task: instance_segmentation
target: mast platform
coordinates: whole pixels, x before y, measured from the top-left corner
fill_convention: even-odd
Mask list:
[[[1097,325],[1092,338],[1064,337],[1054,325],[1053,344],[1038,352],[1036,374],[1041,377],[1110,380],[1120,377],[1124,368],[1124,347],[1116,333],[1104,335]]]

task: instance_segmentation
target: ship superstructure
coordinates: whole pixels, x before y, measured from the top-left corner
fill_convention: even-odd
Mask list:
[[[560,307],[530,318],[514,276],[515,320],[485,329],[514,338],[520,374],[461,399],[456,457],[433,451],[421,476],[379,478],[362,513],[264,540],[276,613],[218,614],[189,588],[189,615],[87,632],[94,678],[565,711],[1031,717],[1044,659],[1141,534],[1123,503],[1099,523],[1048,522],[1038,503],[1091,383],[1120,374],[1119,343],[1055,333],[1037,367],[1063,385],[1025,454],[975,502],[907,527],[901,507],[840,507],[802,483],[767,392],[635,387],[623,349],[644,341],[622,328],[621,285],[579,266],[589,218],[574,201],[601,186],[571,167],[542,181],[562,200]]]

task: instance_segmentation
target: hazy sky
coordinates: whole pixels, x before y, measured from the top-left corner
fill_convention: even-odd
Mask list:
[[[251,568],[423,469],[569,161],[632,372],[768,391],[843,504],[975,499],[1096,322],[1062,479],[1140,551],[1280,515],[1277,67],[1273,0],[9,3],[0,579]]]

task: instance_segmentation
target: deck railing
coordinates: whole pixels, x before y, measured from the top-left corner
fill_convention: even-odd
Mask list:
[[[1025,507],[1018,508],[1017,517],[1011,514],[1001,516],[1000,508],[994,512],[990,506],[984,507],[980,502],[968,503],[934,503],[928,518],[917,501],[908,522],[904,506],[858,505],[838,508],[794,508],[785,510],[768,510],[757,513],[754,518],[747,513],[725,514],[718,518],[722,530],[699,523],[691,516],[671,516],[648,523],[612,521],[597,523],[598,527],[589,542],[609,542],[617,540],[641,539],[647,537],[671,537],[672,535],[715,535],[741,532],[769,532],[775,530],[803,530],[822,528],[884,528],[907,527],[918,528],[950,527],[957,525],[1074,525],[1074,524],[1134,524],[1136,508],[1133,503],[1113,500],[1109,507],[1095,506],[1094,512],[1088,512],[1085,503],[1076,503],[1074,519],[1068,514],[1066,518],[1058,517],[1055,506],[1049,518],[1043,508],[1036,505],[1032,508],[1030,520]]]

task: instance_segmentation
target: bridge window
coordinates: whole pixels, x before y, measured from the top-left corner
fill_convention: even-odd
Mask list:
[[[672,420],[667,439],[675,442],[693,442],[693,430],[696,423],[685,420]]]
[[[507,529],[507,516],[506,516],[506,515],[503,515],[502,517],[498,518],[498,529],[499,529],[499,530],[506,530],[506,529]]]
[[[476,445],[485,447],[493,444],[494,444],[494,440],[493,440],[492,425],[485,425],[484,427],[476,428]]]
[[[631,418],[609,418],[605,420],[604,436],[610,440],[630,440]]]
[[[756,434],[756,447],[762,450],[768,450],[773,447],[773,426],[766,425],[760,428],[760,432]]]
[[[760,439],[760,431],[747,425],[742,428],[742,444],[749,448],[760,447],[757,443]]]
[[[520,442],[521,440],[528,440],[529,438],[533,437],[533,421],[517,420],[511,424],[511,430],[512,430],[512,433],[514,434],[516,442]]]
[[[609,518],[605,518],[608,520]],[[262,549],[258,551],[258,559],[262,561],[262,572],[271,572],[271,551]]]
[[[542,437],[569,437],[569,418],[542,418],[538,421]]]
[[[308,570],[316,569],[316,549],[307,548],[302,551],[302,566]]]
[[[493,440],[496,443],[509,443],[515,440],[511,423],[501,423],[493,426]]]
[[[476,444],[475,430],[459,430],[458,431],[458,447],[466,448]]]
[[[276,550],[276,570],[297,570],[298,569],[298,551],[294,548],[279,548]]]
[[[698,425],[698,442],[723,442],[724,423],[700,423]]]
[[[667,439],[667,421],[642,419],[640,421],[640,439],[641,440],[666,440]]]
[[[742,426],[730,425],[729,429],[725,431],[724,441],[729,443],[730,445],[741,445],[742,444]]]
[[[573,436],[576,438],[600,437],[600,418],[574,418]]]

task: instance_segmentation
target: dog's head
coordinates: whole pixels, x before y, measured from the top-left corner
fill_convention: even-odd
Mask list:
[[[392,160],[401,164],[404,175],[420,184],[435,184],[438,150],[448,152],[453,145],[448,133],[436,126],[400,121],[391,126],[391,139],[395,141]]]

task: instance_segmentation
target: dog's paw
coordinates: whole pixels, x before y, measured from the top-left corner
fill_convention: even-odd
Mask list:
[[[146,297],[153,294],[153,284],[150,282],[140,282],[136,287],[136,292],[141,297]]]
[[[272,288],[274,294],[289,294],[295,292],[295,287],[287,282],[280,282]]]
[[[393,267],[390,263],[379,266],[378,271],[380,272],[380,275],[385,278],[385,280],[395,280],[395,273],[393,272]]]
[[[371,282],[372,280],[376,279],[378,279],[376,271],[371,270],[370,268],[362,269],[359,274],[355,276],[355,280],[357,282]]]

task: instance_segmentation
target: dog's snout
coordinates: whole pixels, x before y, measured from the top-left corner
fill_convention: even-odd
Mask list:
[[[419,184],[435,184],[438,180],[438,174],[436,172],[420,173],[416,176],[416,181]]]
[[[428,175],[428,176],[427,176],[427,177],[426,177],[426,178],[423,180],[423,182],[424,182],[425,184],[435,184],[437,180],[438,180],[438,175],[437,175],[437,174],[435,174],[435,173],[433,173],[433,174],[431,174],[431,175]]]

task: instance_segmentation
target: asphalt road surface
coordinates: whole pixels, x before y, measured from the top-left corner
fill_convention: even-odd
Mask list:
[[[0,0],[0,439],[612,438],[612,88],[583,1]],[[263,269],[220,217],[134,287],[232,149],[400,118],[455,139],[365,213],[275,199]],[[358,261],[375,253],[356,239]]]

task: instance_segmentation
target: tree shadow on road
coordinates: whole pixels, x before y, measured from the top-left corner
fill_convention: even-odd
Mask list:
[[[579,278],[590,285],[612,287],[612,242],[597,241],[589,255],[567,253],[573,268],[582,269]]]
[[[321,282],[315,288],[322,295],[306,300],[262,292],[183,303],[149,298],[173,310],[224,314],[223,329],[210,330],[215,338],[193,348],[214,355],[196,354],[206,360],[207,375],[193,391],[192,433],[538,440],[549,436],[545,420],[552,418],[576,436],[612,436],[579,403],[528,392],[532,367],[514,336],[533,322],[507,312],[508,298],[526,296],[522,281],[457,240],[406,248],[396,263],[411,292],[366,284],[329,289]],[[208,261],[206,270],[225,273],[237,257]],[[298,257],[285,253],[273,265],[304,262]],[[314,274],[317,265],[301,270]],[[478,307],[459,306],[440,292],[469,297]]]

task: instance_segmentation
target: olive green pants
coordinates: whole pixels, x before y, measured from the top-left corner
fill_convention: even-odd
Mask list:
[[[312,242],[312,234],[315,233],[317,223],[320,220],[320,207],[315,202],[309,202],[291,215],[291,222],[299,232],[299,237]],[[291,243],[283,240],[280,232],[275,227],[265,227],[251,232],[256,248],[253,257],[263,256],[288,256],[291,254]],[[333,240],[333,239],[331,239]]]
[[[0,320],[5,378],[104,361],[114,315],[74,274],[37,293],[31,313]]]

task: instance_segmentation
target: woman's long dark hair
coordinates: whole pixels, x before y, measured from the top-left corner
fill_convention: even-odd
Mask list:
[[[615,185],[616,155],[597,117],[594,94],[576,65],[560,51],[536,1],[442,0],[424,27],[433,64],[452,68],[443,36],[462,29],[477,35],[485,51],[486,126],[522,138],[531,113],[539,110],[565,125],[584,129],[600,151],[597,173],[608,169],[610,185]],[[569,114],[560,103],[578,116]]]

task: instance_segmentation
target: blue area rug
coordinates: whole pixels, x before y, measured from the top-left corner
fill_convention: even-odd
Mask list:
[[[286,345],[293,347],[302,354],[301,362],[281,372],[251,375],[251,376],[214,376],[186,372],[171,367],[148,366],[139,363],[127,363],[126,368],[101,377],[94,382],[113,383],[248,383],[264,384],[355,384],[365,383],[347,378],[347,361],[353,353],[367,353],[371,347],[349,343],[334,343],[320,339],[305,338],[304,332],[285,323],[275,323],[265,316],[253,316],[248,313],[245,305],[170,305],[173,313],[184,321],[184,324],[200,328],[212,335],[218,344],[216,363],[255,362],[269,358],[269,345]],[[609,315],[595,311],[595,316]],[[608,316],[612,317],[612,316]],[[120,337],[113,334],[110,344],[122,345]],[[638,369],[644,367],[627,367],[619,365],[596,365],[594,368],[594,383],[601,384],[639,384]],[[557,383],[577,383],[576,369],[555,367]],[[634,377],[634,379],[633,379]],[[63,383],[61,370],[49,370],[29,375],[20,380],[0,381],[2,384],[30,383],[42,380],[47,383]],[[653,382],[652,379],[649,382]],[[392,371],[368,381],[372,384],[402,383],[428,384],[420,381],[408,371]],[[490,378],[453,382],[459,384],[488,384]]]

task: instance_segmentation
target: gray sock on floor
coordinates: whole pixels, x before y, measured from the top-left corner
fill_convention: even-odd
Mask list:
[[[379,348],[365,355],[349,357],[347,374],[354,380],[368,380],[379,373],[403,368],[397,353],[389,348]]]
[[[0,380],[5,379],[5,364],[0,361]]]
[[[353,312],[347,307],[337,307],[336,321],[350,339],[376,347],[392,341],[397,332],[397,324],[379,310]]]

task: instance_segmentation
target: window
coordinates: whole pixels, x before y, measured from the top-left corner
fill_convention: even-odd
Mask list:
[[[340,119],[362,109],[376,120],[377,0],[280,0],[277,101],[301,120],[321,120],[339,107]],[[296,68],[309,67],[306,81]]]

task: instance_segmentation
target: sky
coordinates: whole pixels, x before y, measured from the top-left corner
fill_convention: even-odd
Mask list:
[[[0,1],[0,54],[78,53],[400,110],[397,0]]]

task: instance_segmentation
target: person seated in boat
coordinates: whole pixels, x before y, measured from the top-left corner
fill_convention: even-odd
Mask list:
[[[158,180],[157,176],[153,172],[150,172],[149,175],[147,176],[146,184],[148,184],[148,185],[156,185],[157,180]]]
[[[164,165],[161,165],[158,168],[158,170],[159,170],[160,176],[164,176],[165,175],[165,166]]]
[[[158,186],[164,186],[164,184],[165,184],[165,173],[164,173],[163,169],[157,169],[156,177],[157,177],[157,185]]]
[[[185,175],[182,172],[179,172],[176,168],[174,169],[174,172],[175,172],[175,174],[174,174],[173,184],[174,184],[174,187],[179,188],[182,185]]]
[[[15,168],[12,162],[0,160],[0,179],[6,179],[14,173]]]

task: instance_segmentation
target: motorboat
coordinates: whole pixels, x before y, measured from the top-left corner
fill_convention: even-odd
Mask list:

+ + +

■ WHAT THE EXERCISE ASKS
Filter the records, keeping only lines that contain "window", and show those lines.

■ OUTPUT FOR THIS EXERCISE
target: bridge window
target: window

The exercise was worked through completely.